Take the entries that follow and write each one out exactly.

Stored data
----------------

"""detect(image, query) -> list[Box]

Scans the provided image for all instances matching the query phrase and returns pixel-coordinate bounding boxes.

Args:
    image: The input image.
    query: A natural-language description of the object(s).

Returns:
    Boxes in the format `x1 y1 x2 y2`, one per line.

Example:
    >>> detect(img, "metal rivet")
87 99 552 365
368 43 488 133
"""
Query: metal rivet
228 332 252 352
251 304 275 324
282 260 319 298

----------------

→ **WRITTEN RESPONSE**
"""detect(image, query) -> list[Box]

Scans the provided image for all instances matching the query phrase and returns pixel-coordinate bounding boxes.

Args:
    image: The input image.
    query: A natural-language description of the object(s).

Returns:
    Boxes in the format `x1 y1 x2 y2`, one per line.

Example:
    >>> detect(img, "metal rivet")
87 99 552 365
368 43 488 133
"""
Query: metal rivet
228 332 252 352
251 304 275 324
282 260 319 298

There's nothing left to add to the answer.